EXERCISE BRIEF:
Pictures aside, return every line below exactly as written.

(Recorded data)
%%

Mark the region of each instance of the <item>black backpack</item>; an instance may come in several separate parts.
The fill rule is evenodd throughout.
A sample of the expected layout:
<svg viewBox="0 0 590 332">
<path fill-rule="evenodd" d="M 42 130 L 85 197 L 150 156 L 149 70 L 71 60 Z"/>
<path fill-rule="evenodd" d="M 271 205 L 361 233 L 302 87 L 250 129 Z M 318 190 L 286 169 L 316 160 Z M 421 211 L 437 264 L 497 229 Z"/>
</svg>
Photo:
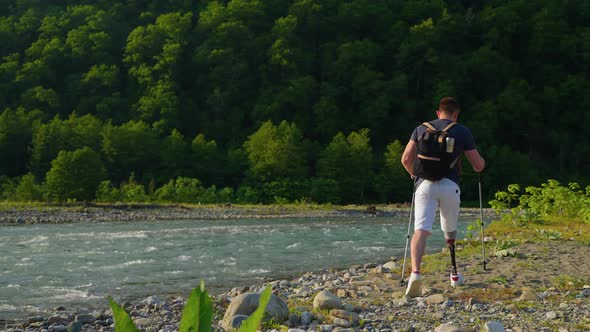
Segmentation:
<svg viewBox="0 0 590 332">
<path fill-rule="evenodd" d="M 436 129 L 429 122 L 422 124 L 426 131 L 418 137 L 418 158 L 414 162 L 415 176 L 430 181 L 438 181 L 448 176 L 450 169 L 459 159 L 453 158 L 455 139 L 448 133 L 456 124 L 451 122 L 443 130 Z"/>
</svg>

%%

WRITTEN SOLUTION:
Mark the region of each instance of the <item>black backpack</item>; an instance may come in several separate parts.
The fill rule is evenodd throughout.
A sample of the expected layout:
<svg viewBox="0 0 590 332">
<path fill-rule="evenodd" d="M 42 130 L 85 197 L 150 156 L 149 70 L 71 60 Z"/>
<path fill-rule="evenodd" d="M 271 205 L 361 233 L 302 87 L 250 129 Z M 318 190 L 286 169 L 316 160 Z M 421 211 L 437 264 L 497 229 Z"/>
</svg>
Photo:
Segmentation:
<svg viewBox="0 0 590 332">
<path fill-rule="evenodd" d="M 436 129 L 429 122 L 422 124 L 426 131 L 418 137 L 418 158 L 414 162 L 415 176 L 430 181 L 438 181 L 448 176 L 450 169 L 459 159 L 453 158 L 455 139 L 448 133 L 456 124 L 451 122 L 443 130 Z"/>
</svg>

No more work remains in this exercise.